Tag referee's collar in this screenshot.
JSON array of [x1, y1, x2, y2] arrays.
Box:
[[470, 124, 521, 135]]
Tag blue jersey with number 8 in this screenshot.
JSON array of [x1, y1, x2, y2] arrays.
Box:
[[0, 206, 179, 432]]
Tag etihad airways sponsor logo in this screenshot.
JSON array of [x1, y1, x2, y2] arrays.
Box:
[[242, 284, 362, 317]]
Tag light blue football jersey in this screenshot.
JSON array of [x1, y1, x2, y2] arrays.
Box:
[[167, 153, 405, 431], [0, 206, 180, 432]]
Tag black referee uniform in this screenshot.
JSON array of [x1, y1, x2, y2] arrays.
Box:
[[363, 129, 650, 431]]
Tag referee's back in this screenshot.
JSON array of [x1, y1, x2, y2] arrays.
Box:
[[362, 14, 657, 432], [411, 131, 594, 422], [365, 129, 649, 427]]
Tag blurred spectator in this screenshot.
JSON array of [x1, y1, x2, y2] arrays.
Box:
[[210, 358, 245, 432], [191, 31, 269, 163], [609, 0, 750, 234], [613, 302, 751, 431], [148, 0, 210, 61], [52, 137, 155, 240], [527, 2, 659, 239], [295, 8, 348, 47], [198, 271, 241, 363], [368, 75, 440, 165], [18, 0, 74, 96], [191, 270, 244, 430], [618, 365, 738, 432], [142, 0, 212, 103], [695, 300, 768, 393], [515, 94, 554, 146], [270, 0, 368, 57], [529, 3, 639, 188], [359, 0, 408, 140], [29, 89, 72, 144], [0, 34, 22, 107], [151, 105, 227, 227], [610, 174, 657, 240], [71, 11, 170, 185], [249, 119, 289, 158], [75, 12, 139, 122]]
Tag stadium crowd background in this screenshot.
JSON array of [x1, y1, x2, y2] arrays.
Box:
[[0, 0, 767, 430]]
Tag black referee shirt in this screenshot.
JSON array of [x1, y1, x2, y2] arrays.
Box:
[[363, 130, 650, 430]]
....
• **Work task**
What is needed here is an exact reproduction of all the entries.

• **Answer section**
Tag referee's collar in this screenshot.
JSON array of [x1, y1, x2, y2] arrays.
Box:
[[470, 124, 521, 135]]
Tag blue jersey with number 8 in this screenshot.
JSON array of [x1, y1, x2, y2] arrays.
Box:
[[0, 206, 179, 432]]
Tag etihad airways sponsor logo in this screenshot.
JSON array of [x1, y1, x2, y2] arrays.
Box:
[[242, 284, 362, 317]]
Tag light blue football jersey in this screenshot.
JSON array of [x1, y1, x2, y2] arrays.
Box:
[[167, 153, 405, 431], [0, 206, 180, 432]]
Tag black referee uniform in this screenshot.
JSON array of [x1, y1, x2, y2] arrays.
Box:
[[363, 129, 650, 431]]
Tag referee's back in this screenshot.
JSON array of [x1, y1, x2, y2] arrays.
Box:
[[362, 14, 657, 432], [411, 131, 594, 422], [365, 129, 649, 427]]
Tag blurred spectator in this screenshot.
JSON array of [x1, y1, x2, y2] arrays.
Box:
[[210, 358, 245, 432], [191, 31, 269, 163], [609, 0, 750, 234], [613, 302, 751, 431], [148, 0, 210, 61], [52, 137, 155, 240], [527, 2, 659, 239], [295, 8, 348, 47], [198, 271, 241, 363], [368, 75, 440, 165], [18, 0, 74, 96], [191, 270, 244, 430], [618, 365, 738, 432], [142, 0, 212, 103], [695, 300, 768, 393], [515, 94, 554, 146], [270, 0, 368, 57], [529, 3, 639, 188], [359, 0, 408, 140], [29, 89, 72, 144], [0, 34, 22, 107], [151, 105, 227, 227], [610, 174, 657, 240], [71, 11, 170, 185], [249, 119, 289, 158], [75, 12, 139, 122]]
Tag stadium crowd background in this screenshot.
JSON array of [x1, y1, x2, y2] arrays.
Box:
[[0, 0, 767, 430]]
Tag black referee shirt in this screenshot.
JSON array of [x1, y1, x2, y2] arrays.
Box:
[[363, 130, 650, 430]]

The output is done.